**Records for processing:**

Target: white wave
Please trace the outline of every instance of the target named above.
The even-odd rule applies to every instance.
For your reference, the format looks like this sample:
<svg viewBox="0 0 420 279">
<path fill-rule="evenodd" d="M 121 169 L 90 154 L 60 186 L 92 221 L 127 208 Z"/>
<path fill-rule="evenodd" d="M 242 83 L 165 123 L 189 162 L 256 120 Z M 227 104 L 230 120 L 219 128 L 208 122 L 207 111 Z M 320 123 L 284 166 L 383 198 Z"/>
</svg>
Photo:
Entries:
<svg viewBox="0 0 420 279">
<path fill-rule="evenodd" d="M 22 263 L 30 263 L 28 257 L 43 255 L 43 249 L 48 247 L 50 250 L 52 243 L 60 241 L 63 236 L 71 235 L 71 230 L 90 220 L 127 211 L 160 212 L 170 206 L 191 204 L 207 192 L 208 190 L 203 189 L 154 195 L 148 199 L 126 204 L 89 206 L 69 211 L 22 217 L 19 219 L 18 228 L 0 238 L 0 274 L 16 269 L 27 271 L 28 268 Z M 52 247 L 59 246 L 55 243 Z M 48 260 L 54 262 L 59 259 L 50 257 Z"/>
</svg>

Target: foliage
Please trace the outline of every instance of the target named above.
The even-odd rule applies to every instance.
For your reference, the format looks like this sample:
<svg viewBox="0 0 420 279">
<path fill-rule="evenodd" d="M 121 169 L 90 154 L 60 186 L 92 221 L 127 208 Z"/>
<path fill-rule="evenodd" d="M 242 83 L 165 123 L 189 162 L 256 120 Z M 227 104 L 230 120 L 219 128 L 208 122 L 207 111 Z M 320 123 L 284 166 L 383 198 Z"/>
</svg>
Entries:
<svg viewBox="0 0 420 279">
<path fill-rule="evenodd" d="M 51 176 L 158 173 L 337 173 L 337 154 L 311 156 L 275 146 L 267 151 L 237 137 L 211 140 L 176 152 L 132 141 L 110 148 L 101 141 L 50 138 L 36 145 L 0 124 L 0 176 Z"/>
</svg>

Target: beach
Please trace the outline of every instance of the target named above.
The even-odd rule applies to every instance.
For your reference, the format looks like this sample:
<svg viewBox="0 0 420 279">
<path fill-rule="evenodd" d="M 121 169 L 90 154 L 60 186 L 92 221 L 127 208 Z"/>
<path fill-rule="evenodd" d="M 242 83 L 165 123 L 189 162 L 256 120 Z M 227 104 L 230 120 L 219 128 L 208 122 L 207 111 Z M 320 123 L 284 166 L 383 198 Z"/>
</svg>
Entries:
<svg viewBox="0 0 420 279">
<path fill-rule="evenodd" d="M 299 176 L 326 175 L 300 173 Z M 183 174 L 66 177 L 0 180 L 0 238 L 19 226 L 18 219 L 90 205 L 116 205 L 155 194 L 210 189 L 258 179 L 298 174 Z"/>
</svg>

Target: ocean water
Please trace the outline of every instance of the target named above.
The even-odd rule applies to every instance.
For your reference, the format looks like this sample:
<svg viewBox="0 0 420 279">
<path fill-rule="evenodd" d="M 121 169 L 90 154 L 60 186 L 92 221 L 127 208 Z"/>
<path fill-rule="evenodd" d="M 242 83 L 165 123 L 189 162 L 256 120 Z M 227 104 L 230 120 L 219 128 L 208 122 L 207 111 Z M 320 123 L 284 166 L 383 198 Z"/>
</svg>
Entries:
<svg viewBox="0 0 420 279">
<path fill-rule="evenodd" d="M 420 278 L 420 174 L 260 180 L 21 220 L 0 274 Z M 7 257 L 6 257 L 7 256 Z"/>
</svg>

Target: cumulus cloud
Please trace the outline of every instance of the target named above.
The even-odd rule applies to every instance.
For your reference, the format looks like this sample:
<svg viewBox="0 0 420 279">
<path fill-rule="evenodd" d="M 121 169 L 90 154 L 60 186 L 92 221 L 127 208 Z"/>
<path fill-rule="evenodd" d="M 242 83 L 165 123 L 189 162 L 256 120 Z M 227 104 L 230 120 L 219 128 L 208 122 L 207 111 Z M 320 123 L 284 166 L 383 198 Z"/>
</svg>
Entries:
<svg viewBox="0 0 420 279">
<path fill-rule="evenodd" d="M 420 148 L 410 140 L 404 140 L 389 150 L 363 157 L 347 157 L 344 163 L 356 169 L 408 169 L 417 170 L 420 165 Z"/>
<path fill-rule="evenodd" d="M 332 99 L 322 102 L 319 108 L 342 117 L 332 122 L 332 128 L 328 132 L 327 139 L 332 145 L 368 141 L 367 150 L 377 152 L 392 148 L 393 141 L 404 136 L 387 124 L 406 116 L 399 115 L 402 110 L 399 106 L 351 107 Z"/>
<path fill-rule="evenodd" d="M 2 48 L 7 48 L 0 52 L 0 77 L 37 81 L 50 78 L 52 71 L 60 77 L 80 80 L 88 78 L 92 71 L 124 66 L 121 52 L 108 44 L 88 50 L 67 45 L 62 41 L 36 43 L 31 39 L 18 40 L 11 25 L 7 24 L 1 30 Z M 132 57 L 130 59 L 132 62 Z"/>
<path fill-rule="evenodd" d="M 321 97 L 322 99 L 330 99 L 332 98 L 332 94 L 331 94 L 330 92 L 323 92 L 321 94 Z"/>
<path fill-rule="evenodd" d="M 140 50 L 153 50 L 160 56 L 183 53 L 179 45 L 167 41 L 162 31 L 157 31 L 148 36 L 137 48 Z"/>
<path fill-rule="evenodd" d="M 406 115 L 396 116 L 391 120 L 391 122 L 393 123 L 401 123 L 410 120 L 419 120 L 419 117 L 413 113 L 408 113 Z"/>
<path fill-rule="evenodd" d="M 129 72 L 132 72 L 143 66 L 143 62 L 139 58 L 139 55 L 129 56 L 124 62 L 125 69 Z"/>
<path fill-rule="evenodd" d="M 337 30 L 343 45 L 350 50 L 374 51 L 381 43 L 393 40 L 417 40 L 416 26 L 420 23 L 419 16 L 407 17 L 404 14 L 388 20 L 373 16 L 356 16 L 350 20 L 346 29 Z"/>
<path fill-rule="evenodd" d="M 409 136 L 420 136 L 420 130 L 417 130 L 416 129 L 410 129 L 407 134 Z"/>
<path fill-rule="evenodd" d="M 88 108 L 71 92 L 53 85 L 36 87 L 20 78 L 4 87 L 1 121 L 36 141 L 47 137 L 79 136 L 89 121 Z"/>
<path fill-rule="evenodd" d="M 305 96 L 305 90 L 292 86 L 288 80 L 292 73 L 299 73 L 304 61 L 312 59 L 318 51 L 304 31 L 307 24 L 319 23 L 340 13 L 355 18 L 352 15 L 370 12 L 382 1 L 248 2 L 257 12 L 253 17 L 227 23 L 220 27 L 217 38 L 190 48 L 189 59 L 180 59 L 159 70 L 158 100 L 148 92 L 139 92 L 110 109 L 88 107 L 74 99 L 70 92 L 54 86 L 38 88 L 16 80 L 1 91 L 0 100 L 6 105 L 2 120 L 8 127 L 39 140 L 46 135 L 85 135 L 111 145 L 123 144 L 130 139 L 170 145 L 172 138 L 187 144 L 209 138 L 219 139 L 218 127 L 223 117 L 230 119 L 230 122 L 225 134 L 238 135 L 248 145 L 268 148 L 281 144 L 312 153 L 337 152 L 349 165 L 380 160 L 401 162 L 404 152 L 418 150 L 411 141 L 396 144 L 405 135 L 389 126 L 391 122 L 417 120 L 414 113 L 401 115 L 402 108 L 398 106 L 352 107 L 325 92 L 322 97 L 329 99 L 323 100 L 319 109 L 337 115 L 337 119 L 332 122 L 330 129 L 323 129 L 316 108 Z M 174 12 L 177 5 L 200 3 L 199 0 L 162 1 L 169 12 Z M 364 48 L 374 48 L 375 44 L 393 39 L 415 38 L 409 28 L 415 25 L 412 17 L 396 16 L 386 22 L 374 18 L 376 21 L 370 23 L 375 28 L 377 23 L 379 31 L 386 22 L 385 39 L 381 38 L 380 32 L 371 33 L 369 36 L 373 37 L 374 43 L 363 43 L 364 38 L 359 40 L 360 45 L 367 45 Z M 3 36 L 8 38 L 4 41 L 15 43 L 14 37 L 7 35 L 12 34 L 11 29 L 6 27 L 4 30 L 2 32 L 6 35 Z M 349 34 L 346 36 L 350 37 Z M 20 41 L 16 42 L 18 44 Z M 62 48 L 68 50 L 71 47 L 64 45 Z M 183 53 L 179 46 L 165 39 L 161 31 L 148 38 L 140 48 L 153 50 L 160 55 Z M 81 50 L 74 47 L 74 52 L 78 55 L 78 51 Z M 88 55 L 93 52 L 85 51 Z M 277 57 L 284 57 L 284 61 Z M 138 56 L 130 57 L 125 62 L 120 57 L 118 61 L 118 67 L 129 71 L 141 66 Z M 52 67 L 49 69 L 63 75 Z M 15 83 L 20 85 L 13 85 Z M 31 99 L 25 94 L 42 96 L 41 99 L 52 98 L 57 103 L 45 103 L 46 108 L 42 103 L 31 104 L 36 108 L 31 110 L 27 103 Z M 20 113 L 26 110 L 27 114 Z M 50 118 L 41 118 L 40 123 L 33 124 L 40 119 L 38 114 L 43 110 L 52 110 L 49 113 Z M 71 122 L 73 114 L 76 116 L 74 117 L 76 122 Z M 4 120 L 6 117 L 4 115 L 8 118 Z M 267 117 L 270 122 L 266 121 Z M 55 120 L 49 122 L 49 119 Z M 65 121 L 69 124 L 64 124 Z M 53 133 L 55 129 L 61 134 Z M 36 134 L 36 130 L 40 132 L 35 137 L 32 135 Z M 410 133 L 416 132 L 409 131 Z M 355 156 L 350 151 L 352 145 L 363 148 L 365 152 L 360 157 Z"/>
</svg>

**What the task requires:** Copy the lines from the one containing "Target: cumulus cloud" to the one containing "332 99 L 322", replacing "sample" with "template" and changing nothing else.

**Output for this exercise:**
Target: cumulus cloud
Please trace the outline of every instance of the target named above.
The even-odd rule applies to every instance.
For your reference, the format looks like this template:
<svg viewBox="0 0 420 279">
<path fill-rule="evenodd" d="M 121 169 L 90 154 L 60 186 L 92 221 L 127 208 Z"/>
<path fill-rule="evenodd" d="M 242 83 L 165 123 L 189 162 L 256 120 Z M 227 104 L 230 120 L 219 128 L 208 122 L 207 111 Z M 320 123 L 284 166 L 383 198 Z"/>
</svg>
Entries:
<svg viewBox="0 0 420 279">
<path fill-rule="evenodd" d="M 420 148 L 410 140 L 404 140 L 389 150 L 363 157 L 347 157 L 344 163 L 356 169 L 408 169 L 417 170 L 420 165 Z"/>
<path fill-rule="evenodd" d="M 332 99 L 322 102 L 319 108 L 342 117 L 332 122 L 332 128 L 328 132 L 327 139 L 332 145 L 368 141 L 367 150 L 377 152 L 392 148 L 393 141 L 404 136 L 387 124 L 406 116 L 399 115 L 402 110 L 399 106 L 351 107 Z"/>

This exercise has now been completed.